Reproduce verbatim the lines of the entries below, from the line containing "Note: mark the tan" up to and including the last line of the entries.

------------

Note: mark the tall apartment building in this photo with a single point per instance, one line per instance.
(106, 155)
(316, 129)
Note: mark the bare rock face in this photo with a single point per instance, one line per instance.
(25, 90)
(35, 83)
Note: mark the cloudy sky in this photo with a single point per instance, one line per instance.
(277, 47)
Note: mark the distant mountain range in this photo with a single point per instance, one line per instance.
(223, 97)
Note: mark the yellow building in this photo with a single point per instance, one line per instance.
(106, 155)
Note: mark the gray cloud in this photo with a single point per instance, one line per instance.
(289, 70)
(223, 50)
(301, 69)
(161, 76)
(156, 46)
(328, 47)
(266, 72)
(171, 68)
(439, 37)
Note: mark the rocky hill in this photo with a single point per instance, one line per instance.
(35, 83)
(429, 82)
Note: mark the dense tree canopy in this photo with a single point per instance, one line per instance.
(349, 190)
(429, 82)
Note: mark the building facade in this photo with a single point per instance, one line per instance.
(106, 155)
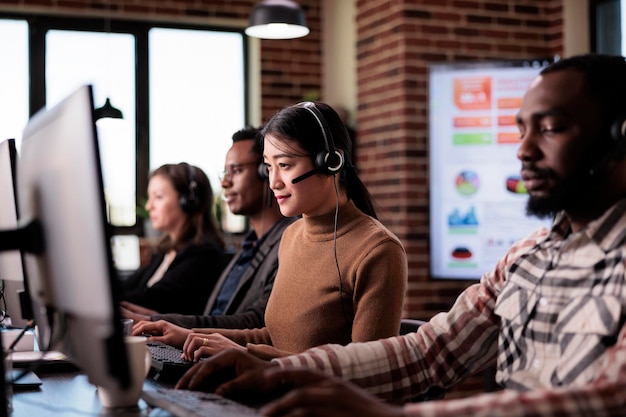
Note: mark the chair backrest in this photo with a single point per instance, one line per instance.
(410, 325)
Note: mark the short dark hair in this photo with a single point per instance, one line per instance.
(250, 133)
(604, 77)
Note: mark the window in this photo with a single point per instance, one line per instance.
(13, 79)
(181, 91)
(608, 25)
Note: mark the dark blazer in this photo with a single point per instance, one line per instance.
(246, 309)
(185, 286)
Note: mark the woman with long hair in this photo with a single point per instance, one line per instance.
(189, 256)
(342, 275)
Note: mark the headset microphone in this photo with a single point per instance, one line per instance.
(307, 175)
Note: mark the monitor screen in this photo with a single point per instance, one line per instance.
(60, 194)
(11, 267)
(477, 199)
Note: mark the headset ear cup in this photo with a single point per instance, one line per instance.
(335, 163)
(263, 172)
(618, 130)
(328, 163)
(189, 202)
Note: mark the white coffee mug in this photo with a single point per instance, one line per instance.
(139, 362)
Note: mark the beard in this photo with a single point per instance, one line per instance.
(577, 191)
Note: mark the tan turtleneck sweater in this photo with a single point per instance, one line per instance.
(304, 309)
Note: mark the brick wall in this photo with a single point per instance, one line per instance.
(396, 39)
(396, 42)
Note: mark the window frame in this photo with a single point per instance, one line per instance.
(39, 25)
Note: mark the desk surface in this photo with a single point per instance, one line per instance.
(70, 394)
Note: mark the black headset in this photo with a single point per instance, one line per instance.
(189, 201)
(618, 129)
(328, 161)
(618, 136)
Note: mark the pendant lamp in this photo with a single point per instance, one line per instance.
(107, 111)
(277, 19)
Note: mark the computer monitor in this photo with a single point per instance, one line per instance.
(11, 265)
(65, 238)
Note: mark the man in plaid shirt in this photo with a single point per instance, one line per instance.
(552, 313)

------------

== Finished task ==
Note: mark the tan turtleneck sweater in this photo with a single point per instance, one line per instance.
(304, 309)
Note: mark the brick wall in this photo with a single point per instance, one line per instance.
(396, 39)
(396, 42)
Note: mark the window frame in this photo with a single point per instance, one line per instance.
(39, 25)
Note: mark the desk surface in this photo with a single point per instance, one line per instance.
(70, 394)
Note: mark the black headset in this photo with a single point per instance, one line per instance.
(189, 201)
(618, 129)
(328, 161)
(618, 136)
Note: mark the pendant lamp in this photo with a single point per instance, one line per instance.
(107, 111)
(277, 19)
Note: mark the computer monitor in this photo with a single point per instance, one line per instance.
(11, 265)
(65, 238)
Note: mark the man in plaid shirt in this photo with a single point per instance, one line per instance.
(552, 313)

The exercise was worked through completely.